**Extracted entries**
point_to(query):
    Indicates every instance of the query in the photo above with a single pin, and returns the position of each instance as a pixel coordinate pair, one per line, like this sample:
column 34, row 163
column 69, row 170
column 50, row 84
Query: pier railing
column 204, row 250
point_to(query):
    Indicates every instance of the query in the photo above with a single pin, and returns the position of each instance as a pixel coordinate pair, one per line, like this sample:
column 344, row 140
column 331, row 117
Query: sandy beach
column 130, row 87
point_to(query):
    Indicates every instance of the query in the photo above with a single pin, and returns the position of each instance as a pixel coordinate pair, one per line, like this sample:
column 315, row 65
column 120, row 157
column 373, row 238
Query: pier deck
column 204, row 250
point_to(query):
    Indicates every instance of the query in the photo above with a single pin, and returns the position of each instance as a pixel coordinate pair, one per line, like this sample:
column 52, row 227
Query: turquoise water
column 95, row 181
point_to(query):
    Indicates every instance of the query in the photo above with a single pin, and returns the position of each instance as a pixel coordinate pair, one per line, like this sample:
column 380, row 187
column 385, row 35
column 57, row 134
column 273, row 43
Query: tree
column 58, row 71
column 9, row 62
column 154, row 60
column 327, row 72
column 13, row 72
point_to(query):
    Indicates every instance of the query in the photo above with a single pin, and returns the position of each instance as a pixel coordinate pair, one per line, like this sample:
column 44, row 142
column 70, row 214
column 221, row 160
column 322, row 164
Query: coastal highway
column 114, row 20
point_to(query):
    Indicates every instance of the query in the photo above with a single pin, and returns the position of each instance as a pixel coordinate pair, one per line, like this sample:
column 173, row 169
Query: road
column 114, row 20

**Aim**
Rewrite the records above, replacing "single pin" with "single marker" everywhere and leaving everything else unchanged.

**Worked answer**
point_to(query):
    Indicates every instance of the query in the photo above with a single marker, and returns the position of each instance as a pixel coordinate pair, one per line, like this sample:
column 34, row 163
column 69, row 170
column 50, row 84
Query: pier railing
column 204, row 250
point_to(query):
    Indicates every instance of the query in the photo above with a single marker, and returns the position of each instance as a pixel coordinate pair, one per line, like this sample:
column 344, row 140
column 331, row 117
Query: sandy beach
column 130, row 87
point_to(query):
    Indicates every instance of the query in the photo above with a single marker, and returns the position of each instance as a pixel coordinate pair, one per line, like this sample:
column 315, row 65
column 120, row 157
column 373, row 238
Query: pier deck
column 204, row 250
point_to(query):
    Indicates every instance of the query in the photo above with a single marker, and returns the position of each instance as a pixel coordinate pair, one per line, like this sample:
column 52, row 227
Query: turquoise water
column 95, row 181
point_to(query):
    Indicates every instance of the query in the photo above with a single marker, and returns the position of each instance as a pixel coordinate pair, one per line, like this sample:
column 380, row 187
column 385, row 35
column 57, row 134
column 273, row 43
Query: tree
column 58, row 71
column 9, row 62
column 154, row 60
column 327, row 72
column 13, row 72
point_to(query):
    Indicates every instance of the query in the photo above with a single marker, and returns the position of each instance as a pixel coordinate pair, one per line, like this sample:
column 44, row 142
column 70, row 214
column 221, row 160
column 322, row 164
Query: coastal highway
column 114, row 20
point_to(query):
    Indicates every instance of the query in the photo above with a single marker, and returns the position of each instance as a pixel coordinate pair, one per line, like this sample:
column 173, row 169
Query: road
column 114, row 20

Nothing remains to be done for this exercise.